* [Written exercise A]:
Decide whether each statement agrees with the passage on detecting fraudulent calls: (i) In block 532 the system updates a graphical user interface. (ii) When fraud is judged with intermediate confidence, the system terminates the call. (iii) Memory 604-1 is connected to PROC1 602-2. Answer yes or no for each and quote the deciding words.
* [Written exercise B]:
Write a few more sentences of the passage on detecting fraudulent calls, picking up after its final sentence.

* [Page]:

+--

In block 524, the system determines if the call follows a known multiphase fraudulent call structure (e.g., a four-phase structure). If so, it identifies the call's current phase.

In block 528, the system calculates a composite score for fraud or genuineness.

Following on-page connector 1 back to decision block 510, if the system determines with high confidence that the call is fraudulent, the system may block, terminate, or warn the user in block 592. If the system determines with intermediate confidence that the call may be fraudulent, the system may warn the user without terminating the call. If a high confidence fraud determination is not made in block 510, control returns to block 508 to analyze the next segment of the call.

Returning to block 528, the composite score for the current call segment is calculated. In block 532, the system updates a graphical user interface, displaying call information to the user.

If the call is not complete, the method proceeds to block 508 in decision block 536 and analyzes the next segment of the call.

If the call is complete, the method ends at block 590.

Two memories, 604-1 and 604-2, are connected to PROC0 602-1 and PROC1 602-2, respectively. For example, each processor is shown connected to its memory in a direct memory access (DMA) configuration. Other memory architectures are possible, including those where memory 604 communicates with a processor 602 via a bus. Examples include connections via a system bus or, in a data center, a remote DMA (RDMA) configuration.

+--

* [Data]:

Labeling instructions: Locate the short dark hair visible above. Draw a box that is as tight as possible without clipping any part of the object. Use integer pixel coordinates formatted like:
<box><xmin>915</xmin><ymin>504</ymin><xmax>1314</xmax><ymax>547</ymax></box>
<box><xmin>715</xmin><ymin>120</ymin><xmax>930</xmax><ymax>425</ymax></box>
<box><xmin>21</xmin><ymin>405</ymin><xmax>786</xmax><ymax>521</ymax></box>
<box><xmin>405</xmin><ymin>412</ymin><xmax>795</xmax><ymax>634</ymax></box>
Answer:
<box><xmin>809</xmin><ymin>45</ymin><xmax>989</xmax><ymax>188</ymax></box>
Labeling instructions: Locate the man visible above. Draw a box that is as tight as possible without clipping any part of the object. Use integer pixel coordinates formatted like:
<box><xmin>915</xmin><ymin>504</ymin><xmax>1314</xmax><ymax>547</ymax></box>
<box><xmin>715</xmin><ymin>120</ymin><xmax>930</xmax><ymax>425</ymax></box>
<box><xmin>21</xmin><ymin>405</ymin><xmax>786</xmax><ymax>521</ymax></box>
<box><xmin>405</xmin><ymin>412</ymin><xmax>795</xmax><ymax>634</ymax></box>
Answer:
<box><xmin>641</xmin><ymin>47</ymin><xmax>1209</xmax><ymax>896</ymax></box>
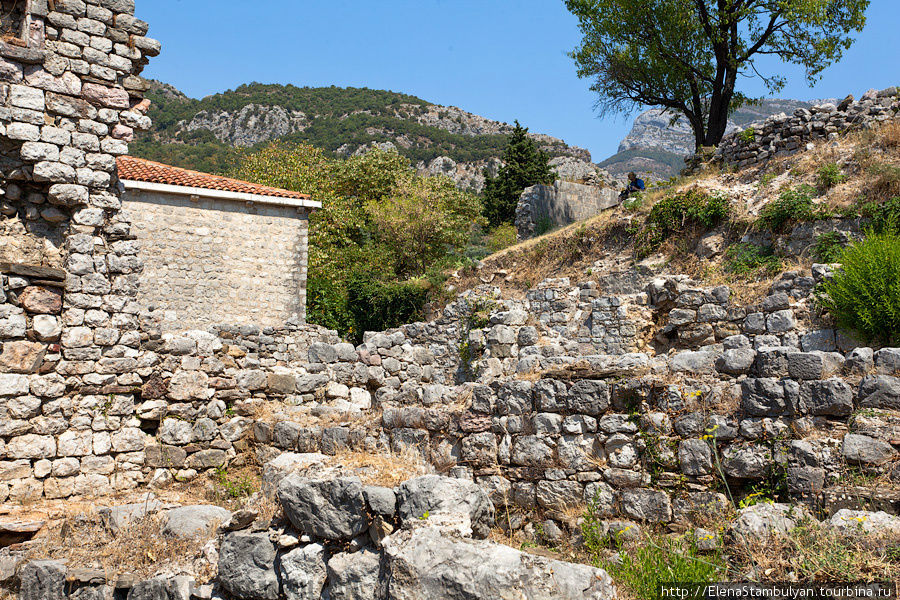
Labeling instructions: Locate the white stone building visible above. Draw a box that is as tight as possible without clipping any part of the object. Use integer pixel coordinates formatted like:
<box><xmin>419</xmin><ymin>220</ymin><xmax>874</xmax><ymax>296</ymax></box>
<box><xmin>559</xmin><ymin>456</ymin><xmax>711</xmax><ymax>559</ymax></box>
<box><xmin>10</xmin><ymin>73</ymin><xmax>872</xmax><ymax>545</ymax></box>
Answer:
<box><xmin>117</xmin><ymin>156</ymin><xmax>321</xmax><ymax>330</ymax></box>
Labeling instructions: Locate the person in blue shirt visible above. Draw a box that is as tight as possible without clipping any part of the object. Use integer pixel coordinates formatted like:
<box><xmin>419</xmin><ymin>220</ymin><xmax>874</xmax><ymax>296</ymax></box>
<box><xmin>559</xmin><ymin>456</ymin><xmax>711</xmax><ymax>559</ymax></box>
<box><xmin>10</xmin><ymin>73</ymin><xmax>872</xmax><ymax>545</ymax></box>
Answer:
<box><xmin>619</xmin><ymin>172</ymin><xmax>646</xmax><ymax>202</ymax></box>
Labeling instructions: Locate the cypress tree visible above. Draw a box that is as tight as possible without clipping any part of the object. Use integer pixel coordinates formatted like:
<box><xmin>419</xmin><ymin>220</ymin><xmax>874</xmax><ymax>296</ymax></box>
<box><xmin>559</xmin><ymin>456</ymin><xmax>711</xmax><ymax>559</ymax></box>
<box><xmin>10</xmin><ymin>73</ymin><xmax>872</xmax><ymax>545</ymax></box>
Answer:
<box><xmin>484</xmin><ymin>121</ymin><xmax>556</xmax><ymax>226</ymax></box>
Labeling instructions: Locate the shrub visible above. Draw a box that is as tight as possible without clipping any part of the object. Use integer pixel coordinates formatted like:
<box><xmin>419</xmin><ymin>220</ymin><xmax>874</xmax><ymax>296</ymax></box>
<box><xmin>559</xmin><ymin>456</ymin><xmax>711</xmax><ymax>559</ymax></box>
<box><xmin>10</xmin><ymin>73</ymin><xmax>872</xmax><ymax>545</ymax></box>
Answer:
<box><xmin>622</xmin><ymin>192</ymin><xmax>644</xmax><ymax>212</ymax></box>
<box><xmin>859</xmin><ymin>196</ymin><xmax>900</xmax><ymax>233</ymax></box>
<box><xmin>812</xmin><ymin>231</ymin><xmax>844</xmax><ymax>263</ymax></box>
<box><xmin>878</xmin><ymin>121</ymin><xmax>900</xmax><ymax>150</ymax></box>
<box><xmin>485</xmin><ymin>223</ymin><xmax>519</xmax><ymax>252</ymax></box>
<box><xmin>816</xmin><ymin>163</ymin><xmax>847</xmax><ymax>190</ymax></box>
<box><xmin>347</xmin><ymin>271</ymin><xmax>428</xmax><ymax>342</ymax></box>
<box><xmin>819</xmin><ymin>230</ymin><xmax>900</xmax><ymax>343</ymax></box>
<box><xmin>757</xmin><ymin>185</ymin><xmax>827</xmax><ymax>233</ymax></box>
<box><xmin>869</xmin><ymin>163</ymin><xmax>900</xmax><ymax>199</ymax></box>
<box><xmin>725</xmin><ymin>243</ymin><xmax>782</xmax><ymax>279</ymax></box>
<box><xmin>738</xmin><ymin>127</ymin><xmax>756</xmax><ymax>144</ymax></box>
<box><xmin>635</xmin><ymin>190</ymin><xmax>730</xmax><ymax>257</ymax></box>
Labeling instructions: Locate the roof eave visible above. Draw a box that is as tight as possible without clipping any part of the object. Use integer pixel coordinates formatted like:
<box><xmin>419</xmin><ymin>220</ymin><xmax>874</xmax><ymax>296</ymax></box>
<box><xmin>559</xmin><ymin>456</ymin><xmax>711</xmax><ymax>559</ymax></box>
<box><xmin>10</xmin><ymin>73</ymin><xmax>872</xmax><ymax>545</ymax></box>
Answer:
<box><xmin>120</xmin><ymin>179</ymin><xmax>322</xmax><ymax>210</ymax></box>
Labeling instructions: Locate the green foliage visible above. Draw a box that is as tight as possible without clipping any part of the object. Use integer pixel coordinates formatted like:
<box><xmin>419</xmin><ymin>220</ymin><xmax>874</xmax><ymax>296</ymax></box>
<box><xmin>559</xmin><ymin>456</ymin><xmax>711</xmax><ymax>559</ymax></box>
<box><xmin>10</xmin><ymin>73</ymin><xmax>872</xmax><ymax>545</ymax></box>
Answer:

+--

* [Output A]:
(i) Yes: "In block 532, the system updates a graphical user interface, displaying call information to the user."
(ii) No: "the system may warn the user without terminating the call."
(iii) No: "Two memories, 604-1 and 604-2, are connected to PROC0 602-1 and PROC1 602-2, respectively."

* [Output B]:
Memory 604 may include any form of volatile or nonvolatile memory including, without limitation, magnetic media (e.g., one or more tape drives), optical media, flash, random access memory (RAM), double data rate RAM (DDR RAM) nonvolatile RAM (NVRAM), static RAM (SRAM), dynamic RAM (DRAM), persistent RAM (PRAM), data-centric (DC) persistent memory (e.g., Intel Optane/3D-crosspoint), cache, Layer 1 (L1) or Layer 2 (L2) memory, on-chip memory, registers, virtual memory region, read-only memory (ROM), flash memory, removable media, tape drive, cloud storage, or any other suitable local or remote memory component or components. Memory 604 may be used for short, medium, and/or long-term storage. Memory 604 may store any suitable data or information utilized by platform logic. In some embodiments, memory 604 may also comprise storage for instructions that may be executed by the cores of processors 602 or other processing elements (e.g., logic resident on chipsets 616) to provide functionality.

In certain embodiments, memory 604 may comprise a relatively low-latency volatile main memory, while storage 650 may comprise a relatively higher-latency nonvolatile memory. However, memory 604 and storage 650 need not be physically separate devices, and in some examples may represent simply a logical separation of function (if there is any separation at all). It should also be noted that although DMA is disclosed by way of nonlimiting example, DMA is not the only protocol consistent with this specification, and that other memory architectures are available.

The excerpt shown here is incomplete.